▶ [DOCUMENT EXCERPT]
* * * * * * *
Click-Click-Click... Click-Click... Click-Click-Click...
Sound familiar?
All hours of the day and night I hear the sounds of students intensely clicking a secret message to a friend - it's the sound of the text message. Sadly, I used to be just like them. Recently however I have begun to realize that text messaging, IMing, e-mailing and facebooking are about the worst possible ways of communicating.
Technology is supposed to make life easier, help us to enjoy it more, and allow us to fully appreciate the opportunities around us. But has all this technology gone overboard? Have we become robot-like machines, just like our computers and cell phones, incapable of freely experiencing life?
In the business world people are forced to take vacations to obscure places just so they don't have to deal with work, to "get away from it all," but guess what?
Most vacation destinations are neatly equipped with convenient Internet terminals so that we can check our business or school e-mail, just to "confirm everything is going alright." Not that this matters to the real high-rollers, they have a Star Trek-looking device that is a phone, a computer, a notepad, a television and a newspaper.
The best vacation I ever had was camping in the Adirondacks with my buddies. There was no cell service, no computers, just four of us; a tent, some fishing rods and a campfire. It rained the whole time, yet with no one bothering us from "the real world" we were able to just enjoy nature, and conversation. These are the moments we forget in the hustle and bustle of daily life.
Though the technology for those suffering from work-a-holism isn't a huge problem and it is beneficial to employers and employees, its way to easy to get caught up in until is spirals out of control taking over our entire lives. And we wonder why everyone around us is stressed out.
Worse yet, millions of Americans have been duped into the trap of match.com and e-harmony success stories. Instead of meeting people and finding common interests, we read their love resume online.
It's a relationship, not a job. Matching interests on facebook isn't really going to get us anywhere, nor is having a computer-generated list of possible companions, that of all things a computer, (a box with a bunch of wires and motherboards or whatever) said were "matches."
* * * * * * *
[Collected data]
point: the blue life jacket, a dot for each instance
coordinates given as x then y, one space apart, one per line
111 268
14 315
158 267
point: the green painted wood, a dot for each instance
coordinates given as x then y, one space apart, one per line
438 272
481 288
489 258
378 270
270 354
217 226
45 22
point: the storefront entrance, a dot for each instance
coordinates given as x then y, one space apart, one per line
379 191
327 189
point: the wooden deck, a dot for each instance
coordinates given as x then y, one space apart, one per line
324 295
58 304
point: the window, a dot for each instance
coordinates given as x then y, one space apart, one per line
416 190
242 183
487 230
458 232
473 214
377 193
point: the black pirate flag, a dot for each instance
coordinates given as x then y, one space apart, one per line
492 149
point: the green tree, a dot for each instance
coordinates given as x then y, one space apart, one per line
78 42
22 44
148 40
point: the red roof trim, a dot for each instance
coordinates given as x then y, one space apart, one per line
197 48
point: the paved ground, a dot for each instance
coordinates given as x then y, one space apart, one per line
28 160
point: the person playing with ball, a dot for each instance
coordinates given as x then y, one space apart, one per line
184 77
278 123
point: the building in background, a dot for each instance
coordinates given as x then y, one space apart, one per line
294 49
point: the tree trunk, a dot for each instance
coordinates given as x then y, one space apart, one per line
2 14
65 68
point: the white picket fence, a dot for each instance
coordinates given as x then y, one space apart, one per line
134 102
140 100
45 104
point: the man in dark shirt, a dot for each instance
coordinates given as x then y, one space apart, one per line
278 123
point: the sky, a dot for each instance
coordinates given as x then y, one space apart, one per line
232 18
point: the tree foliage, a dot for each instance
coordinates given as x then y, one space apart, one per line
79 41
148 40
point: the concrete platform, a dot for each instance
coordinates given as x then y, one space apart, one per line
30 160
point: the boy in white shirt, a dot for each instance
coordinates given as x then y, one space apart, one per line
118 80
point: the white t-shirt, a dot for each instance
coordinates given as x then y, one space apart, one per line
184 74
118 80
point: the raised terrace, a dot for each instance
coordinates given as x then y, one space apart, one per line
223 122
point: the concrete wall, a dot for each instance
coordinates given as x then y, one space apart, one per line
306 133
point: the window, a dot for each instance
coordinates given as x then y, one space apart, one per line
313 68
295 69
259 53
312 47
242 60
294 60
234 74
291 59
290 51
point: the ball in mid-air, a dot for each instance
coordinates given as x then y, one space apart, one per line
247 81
* * * * * * *
▶ [OBJECTIVE] List every way of communicating that the essay on technology above calls about the worst possible.

▶ [WRITTEN SOLUTION]
- Text messaging
- IMing
- E-mailing
- Facebooking